• _Task description_:
Nothing but the line with "In this photo, each instance of the small white" and the lines after it, through the end of the records below, is to be repeated, exactly as it is.
>> START
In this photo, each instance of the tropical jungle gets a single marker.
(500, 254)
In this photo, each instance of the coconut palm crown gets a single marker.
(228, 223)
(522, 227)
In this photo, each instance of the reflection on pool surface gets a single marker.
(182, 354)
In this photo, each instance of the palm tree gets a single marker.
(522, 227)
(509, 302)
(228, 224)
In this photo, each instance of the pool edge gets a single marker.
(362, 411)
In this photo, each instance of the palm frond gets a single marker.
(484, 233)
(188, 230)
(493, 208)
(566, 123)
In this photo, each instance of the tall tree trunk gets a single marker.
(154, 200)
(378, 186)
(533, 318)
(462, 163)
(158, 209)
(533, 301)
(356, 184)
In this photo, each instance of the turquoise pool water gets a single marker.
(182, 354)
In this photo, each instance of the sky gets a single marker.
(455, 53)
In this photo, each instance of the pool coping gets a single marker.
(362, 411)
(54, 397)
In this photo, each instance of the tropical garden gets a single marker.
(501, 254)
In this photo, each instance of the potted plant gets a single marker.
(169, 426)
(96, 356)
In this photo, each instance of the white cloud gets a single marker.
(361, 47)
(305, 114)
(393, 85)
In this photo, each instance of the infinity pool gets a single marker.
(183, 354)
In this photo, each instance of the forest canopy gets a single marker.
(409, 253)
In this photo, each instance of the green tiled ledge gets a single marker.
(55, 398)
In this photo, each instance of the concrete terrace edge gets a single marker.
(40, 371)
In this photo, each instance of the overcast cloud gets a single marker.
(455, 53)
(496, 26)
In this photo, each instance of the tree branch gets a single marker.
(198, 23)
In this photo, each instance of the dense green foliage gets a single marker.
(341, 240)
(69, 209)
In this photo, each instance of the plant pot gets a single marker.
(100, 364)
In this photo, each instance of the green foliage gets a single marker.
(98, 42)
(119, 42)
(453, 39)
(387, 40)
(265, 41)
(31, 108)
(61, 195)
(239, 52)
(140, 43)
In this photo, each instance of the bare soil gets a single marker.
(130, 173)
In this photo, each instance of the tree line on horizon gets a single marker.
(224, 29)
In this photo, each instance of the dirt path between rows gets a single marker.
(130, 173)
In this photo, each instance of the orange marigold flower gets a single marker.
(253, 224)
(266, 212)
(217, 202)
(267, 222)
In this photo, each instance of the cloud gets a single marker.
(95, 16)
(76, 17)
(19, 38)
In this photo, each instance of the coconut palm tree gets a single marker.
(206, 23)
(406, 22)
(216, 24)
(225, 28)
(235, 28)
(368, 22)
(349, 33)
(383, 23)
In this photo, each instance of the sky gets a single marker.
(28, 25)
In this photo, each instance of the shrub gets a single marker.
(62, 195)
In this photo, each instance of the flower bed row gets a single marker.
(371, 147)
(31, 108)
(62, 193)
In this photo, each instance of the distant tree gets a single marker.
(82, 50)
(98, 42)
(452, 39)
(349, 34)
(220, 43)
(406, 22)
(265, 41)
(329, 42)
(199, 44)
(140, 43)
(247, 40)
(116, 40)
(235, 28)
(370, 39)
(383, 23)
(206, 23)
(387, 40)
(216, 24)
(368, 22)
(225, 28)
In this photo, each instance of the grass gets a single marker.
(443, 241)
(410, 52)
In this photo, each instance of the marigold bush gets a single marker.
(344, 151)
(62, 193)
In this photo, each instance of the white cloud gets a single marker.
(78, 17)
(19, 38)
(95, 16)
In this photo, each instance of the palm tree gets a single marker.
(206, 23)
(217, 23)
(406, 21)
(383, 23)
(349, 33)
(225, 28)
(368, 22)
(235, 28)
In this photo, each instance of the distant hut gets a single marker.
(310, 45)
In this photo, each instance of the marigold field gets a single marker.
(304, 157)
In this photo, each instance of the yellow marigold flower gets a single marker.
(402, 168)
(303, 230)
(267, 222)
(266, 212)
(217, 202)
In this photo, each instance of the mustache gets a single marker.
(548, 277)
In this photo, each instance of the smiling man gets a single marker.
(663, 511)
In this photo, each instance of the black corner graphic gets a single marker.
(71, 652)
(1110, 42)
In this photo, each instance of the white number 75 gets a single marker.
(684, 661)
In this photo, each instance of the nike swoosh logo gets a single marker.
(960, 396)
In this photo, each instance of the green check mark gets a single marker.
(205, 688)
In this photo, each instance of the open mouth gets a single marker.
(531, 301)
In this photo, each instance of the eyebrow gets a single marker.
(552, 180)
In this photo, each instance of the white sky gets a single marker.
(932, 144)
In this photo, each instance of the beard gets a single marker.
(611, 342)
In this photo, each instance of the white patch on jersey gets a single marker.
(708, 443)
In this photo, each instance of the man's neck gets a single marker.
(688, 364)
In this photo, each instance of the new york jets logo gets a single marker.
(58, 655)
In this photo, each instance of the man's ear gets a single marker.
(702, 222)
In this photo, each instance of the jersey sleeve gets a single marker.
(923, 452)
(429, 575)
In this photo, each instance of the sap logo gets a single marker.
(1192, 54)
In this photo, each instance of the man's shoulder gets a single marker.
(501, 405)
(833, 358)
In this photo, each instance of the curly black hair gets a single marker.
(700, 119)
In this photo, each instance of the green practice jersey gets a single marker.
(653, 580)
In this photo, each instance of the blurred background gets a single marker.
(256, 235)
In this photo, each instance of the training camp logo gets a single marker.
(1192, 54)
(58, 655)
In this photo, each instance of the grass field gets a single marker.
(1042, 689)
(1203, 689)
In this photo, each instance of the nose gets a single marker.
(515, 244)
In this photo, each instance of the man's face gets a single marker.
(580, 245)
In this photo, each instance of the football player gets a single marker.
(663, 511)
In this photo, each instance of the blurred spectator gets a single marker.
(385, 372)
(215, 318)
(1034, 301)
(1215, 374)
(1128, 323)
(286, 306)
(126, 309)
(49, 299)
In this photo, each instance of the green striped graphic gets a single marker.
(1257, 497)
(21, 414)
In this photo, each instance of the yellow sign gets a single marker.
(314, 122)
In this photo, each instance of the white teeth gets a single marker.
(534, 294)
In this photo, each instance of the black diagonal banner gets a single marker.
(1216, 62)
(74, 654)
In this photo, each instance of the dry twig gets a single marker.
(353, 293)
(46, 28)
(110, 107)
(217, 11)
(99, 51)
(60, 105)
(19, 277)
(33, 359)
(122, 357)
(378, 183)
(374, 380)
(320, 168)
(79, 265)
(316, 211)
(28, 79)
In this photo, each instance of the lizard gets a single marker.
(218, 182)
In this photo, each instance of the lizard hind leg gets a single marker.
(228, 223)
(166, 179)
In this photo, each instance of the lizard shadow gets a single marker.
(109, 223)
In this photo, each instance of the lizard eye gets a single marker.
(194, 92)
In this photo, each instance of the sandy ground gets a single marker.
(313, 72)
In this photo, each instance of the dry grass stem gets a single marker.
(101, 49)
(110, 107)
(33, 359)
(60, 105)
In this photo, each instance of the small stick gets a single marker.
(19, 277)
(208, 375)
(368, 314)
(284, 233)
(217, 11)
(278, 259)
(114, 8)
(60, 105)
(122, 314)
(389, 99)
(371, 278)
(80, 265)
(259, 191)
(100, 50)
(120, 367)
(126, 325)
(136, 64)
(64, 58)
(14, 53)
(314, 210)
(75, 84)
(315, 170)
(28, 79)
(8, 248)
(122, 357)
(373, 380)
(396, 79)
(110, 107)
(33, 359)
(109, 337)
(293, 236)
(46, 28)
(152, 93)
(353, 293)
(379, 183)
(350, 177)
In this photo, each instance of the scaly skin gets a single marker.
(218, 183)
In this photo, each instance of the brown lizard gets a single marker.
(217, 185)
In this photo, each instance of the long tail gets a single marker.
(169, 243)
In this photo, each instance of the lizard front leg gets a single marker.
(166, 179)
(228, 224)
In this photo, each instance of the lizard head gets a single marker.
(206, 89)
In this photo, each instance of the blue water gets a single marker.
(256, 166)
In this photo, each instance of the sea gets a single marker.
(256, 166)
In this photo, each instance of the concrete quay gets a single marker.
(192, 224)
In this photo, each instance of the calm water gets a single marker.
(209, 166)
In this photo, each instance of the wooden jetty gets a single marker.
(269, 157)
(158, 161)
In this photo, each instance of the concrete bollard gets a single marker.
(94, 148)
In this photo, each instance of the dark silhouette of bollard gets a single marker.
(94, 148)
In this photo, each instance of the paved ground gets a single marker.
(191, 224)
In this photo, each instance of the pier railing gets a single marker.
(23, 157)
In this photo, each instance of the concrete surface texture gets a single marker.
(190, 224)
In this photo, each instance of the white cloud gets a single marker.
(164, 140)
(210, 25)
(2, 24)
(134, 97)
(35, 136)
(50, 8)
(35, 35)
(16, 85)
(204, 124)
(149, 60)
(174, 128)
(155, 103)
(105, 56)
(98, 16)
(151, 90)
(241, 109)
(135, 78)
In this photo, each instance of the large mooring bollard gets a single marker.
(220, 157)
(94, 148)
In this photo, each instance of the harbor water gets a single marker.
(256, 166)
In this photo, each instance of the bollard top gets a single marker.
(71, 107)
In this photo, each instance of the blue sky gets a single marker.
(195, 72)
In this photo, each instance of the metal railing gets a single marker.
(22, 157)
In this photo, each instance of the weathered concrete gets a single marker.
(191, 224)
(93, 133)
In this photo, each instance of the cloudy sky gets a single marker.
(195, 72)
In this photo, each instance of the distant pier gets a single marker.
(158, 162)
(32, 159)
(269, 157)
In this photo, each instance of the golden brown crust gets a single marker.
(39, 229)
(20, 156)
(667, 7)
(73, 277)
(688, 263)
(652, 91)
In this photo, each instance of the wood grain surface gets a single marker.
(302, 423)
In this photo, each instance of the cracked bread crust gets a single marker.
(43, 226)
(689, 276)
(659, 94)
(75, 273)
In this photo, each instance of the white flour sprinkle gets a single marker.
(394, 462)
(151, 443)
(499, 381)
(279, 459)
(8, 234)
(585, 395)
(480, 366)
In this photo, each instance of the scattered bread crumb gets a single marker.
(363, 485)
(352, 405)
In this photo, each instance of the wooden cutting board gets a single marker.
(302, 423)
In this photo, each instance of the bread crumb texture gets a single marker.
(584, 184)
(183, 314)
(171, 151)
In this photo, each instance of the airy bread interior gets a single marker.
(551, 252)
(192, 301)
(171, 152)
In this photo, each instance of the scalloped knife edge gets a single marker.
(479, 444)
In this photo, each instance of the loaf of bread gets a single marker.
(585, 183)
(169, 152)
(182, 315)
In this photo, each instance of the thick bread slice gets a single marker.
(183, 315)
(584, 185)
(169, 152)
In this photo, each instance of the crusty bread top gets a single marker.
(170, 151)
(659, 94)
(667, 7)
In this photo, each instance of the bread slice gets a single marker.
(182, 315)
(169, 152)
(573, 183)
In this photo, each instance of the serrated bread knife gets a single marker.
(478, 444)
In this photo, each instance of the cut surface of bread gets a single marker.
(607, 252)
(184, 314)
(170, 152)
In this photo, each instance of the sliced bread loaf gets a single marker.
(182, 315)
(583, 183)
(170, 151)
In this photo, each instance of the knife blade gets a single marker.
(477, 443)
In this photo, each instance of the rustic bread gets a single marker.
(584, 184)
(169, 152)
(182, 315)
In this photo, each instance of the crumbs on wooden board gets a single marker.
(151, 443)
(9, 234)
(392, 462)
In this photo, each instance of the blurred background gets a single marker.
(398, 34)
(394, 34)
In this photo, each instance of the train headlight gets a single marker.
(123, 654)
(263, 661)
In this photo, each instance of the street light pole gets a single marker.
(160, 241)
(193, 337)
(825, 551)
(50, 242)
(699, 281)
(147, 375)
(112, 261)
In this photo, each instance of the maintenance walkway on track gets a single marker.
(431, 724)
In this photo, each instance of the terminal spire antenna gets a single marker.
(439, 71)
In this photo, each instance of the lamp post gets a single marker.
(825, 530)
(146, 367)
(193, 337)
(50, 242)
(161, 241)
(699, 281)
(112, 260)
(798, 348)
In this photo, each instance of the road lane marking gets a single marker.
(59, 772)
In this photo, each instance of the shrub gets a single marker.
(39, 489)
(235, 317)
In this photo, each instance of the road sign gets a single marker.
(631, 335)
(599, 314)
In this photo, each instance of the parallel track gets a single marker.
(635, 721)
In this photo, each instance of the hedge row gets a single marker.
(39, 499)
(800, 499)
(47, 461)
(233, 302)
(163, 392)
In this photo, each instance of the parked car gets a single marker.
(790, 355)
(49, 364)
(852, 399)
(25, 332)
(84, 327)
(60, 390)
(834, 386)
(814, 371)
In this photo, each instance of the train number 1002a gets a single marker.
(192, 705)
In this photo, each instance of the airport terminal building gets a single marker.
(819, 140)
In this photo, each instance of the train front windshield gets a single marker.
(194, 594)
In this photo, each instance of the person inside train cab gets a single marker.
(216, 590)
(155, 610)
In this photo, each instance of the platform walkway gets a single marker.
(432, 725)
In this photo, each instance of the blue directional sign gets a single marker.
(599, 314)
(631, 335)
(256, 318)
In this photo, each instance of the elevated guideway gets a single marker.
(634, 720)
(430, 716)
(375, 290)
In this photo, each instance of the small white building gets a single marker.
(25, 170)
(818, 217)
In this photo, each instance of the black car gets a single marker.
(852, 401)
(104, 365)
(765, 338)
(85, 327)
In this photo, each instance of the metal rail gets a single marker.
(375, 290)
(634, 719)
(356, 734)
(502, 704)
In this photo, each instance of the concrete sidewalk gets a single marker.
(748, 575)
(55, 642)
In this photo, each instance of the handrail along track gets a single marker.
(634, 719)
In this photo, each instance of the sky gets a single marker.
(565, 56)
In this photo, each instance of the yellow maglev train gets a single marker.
>> END
• _Result below_:
In this photo, each instance of the small white building gets a single marker.
(25, 170)
(818, 217)
In this photo, each instance of the black car gets a single marker.
(852, 401)
(104, 365)
(765, 338)
(85, 327)
In this photo, each instance of the metal rail gets a single marker.
(375, 290)
(634, 719)
(356, 734)
(502, 704)
In this photo, each instance of the concrete sidewalk gets a single marker.
(748, 575)
(55, 642)
In this photo, each instance of the handrail along track gets a single marker.
(634, 719)
In this photo, each instance of the sky gets a single marker.
(565, 56)
In this photo, each instance of the yellow maglev train gets a single marker.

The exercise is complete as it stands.